→ **Work task**
Copy out the entries word for word, leaving images aside.

→ **Records for processing**

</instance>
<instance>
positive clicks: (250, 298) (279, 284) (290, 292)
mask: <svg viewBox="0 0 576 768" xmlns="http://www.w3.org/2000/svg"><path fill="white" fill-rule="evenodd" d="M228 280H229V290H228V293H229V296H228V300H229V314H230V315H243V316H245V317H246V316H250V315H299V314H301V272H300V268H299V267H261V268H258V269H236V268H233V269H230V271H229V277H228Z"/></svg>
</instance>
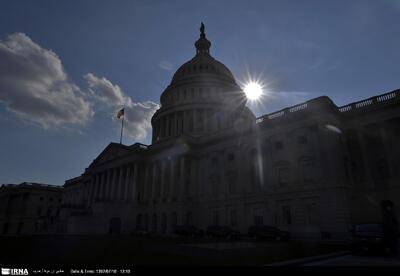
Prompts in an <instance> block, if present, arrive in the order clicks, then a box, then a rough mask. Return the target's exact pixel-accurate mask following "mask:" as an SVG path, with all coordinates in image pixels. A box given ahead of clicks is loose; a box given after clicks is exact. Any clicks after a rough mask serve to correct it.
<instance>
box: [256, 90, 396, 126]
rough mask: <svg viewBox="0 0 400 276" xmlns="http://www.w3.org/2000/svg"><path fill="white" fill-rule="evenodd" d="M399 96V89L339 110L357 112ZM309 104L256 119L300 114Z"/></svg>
mask: <svg viewBox="0 0 400 276" xmlns="http://www.w3.org/2000/svg"><path fill="white" fill-rule="evenodd" d="M399 95H400V89H397V90H394V91H391V92H389V93H386V94H382V95H378V96H374V97H372V98H369V99H365V100H362V101H359V102H355V103H351V104H348V105H345V106H341V107H339V108H338V110H339V112H341V113H344V112H349V111H352V110H355V109H360V108H364V107H367V106H372V105H374V104H379V103H383V102H387V101H391V100H393V99H396V98H398V97H399ZM311 101H312V100H311ZM309 103H310V101H308V102H305V103H301V104H298V105H295V106H292V107H288V108H285V109H282V110H280V111H277V112H274V113H271V114H266V115H264V116H261V117H259V118H257V119H256V124H259V123H262V122H264V121H265V120H272V119H275V118H279V117H282V116H285V115H287V114H288V113H294V112H298V111H301V110H305V109H307V108H309Z"/></svg>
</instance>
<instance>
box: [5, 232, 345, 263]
mask: <svg viewBox="0 0 400 276" xmlns="http://www.w3.org/2000/svg"><path fill="white" fill-rule="evenodd" d="M210 242H213V241H210V240H207V239H197V240H192V239H184V238H165V237H132V236H110V235H104V236H103V235H102V236H21V237H4V236H3V237H0V247H1V249H0V263H5V264H15V265H17V264H19V265H21V264H25V265H100V264H101V265H108V266H111V265H118V266H123V265H127V266H132V265H152V266H153V265H263V264H268V263H273V262H278V261H286V260H290V259H298V258H303V257H308V256H314V255H321V254H327V253H332V252H336V251H341V250H345V249H346V246H345V245H340V244H323V243H309V242H298V241H290V242H273V241H257V242H256V244H255V246H253V247H250V248H233V249H232V248H231V249H221V250H216V249H212V248H204V247H200V246H199V247H198V246H196V245H204V244H206V243H210ZM219 242H225V243H226V242H227V241H219ZM240 242H243V241H239V243H240ZM251 242H252V241H251ZM192 245H194V246H192ZM3 249H6V250H3Z"/></svg>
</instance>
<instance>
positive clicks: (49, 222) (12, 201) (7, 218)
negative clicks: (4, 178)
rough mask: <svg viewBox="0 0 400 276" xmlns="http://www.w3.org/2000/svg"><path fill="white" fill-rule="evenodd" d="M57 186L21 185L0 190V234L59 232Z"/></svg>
mask: <svg viewBox="0 0 400 276" xmlns="http://www.w3.org/2000/svg"><path fill="white" fill-rule="evenodd" d="M62 190H63V187H61V186H54V185H45V184H38V183H28V182H23V183H21V184H19V185H15V184H5V185H2V186H1V187H0V231H1V232H0V234H2V235H19V234H49V233H56V232H60V229H57V227H58V222H59V220H58V218H59V212H60V206H61V200H62Z"/></svg>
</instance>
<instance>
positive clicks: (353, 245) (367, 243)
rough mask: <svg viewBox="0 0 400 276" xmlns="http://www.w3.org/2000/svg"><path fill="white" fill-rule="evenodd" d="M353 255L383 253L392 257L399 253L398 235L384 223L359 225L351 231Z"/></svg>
mask: <svg viewBox="0 0 400 276" xmlns="http://www.w3.org/2000/svg"><path fill="white" fill-rule="evenodd" d="M351 232H352V240H351V243H350V250H351V252H352V253H355V254H360V253H383V254H385V255H391V254H394V253H396V251H397V240H398V233H395V232H394V231H392V230H391V229H389V227H385V225H384V224H382V223H365V224H357V225H355V226H354V227H353V229H352V230H351Z"/></svg>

→ **Reply**
</instance>
<instance>
positive clicks: (250, 298) (279, 284) (290, 292)
mask: <svg viewBox="0 0 576 768" xmlns="http://www.w3.org/2000/svg"><path fill="white" fill-rule="evenodd" d="M228 280H229V290H228V293H229V296H228V300H229V314H230V315H243V316H245V317H246V316H250V315H299V314H301V272H300V268H299V267H261V268H258V269H236V268H233V269H230V271H229V277H228Z"/></svg>
</instance>
Prompts in an <instance> block, if present, arrive in the order clicks, then a box, then a rough mask. Return the target's exact pixel-accurate mask following "mask:" as an SVG path, with all coordinates in image pixels. A box given ahead of clicks is loose; a box given after clicks is exact. Any clicks after a rough mask serve to correct it.
<instance>
box: [256, 90, 396, 126]
rough mask: <svg viewBox="0 0 400 276" xmlns="http://www.w3.org/2000/svg"><path fill="white" fill-rule="evenodd" d="M399 96V89L339 110L357 112ZM309 104L256 119L300 114Z"/></svg>
mask: <svg viewBox="0 0 400 276" xmlns="http://www.w3.org/2000/svg"><path fill="white" fill-rule="evenodd" d="M399 95H400V89H397V90H394V91H391V92H389V93H386V94H382V95H378V96H374V97H372V98H369V99H365V100H362V101H359V102H355V103H351V104H348V105H345V106H341V107H339V108H338V110H339V112H341V113H344V112H349V111H352V110H355V109H360V108H364V107H367V106H372V105H374V104H379V103H383V102H387V101H391V100H393V99H396V98H398V97H399ZM311 101H312V100H311ZM309 103H310V101H308V102H305V103H301V104H298V105H295V106H292V107H288V108H285V109H282V110H280V111H277V112H274V113H271V114H266V115H264V116H261V117H259V118H257V119H256V124H259V123H262V122H264V121H265V120H272V119H275V118H279V117H282V116H285V115H287V114H288V113H294V112H298V111H301V110H305V109H307V108H309Z"/></svg>
</instance>
<instance>
box: [5, 232, 345, 263]
mask: <svg viewBox="0 0 400 276" xmlns="http://www.w3.org/2000/svg"><path fill="white" fill-rule="evenodd" d="M210 242H213V241H210V240H207V239H197V240H192V239H184V238H165V237H132V236H110V235H104V236H103V235H102V236H21V237H4V236H3V237H0V247H1V249H0V263H5V264H15V265H17V264H19V265H21V264H25V265H100V264H101V265H108V266H111V265H118V266H123V265H127V266H132V265H152V266H153V265H263V264H268V263H273V262H278V261H286V260H290V259H298V258H303V257H308V256H314V255H321V254H327V253H332V252H336V251H341V250H345V249H346V246H345V245H340V244H323V243H309V242H298V241H290V242H273V241H257V242H256V244H255V246H253V247H250V248H233V249H232V248H231V249H221V250H216V249H212V248H204V247H200V246H199V247H198V246H196V245H204V244H206V243H210ZM219 242H225V243H226V242H227V241H219ZM240 242H243V241H239V243H240ZM251 242H252V241H251ZM192 245H194V246H192ZM3 249H6V250H3Z"/></svg>
</instance>
<instance>
positive clicks: (49, 222) (12, 201) (7, 218)
negative clicks: (4, 178)
rough mask: <svg viewBox="0 0 400 276" xmlns="http://www.w3.org/2000/svg"><path fill="white" fill-rule="evenodd" d="M57 186L21 185L0 190V234L59 232Z"/></svg>
mask: <svg viewBox="0 0 400 276" xmlns="http://www.w3.org/2000/svg"><path fill="white" fill-rule="evenodd" d="M62 190H63V187H61V186H54V185H45V184H38V183H28V182H23V183H21V184H19V185H15V184H5V185H2V186H1V187H0V231H1V232H0V234H2V235H19V234H49V233H56V232H60V229H57V227H58V222H59V220H58V218H59V212H60V206H61V200H62Z"/></svg>
</instance>
<instance>
positive clicks: (353, 245) (367, 243)
rough mask: <svg viewBox="0 0 400 276" xmlns="http://www.w3.org/2000/svg"><path fill="white" fill-rule="evenodd" d="M353 255L383 253L392 257L399 253L398 235L384 223L359 225L351 231Z"/></svg>
mask: <svg viewBox="0 0 400 276" xmlns="http://www.w3.org/2000/svg"><path fill="white" fill-rule="evenodd" d="M351 232H352V240H351V243H350V250H351V252H352V253H355V254H360V253H383V254H385V255H391V254H394V253H396V251H397V240H398V233H395V232H394V231H392V230H391V229H389V227H385V225H384V224H382V223H365V224H357V225H355V226H354V227H353V229H352V230H351Z"/></svg>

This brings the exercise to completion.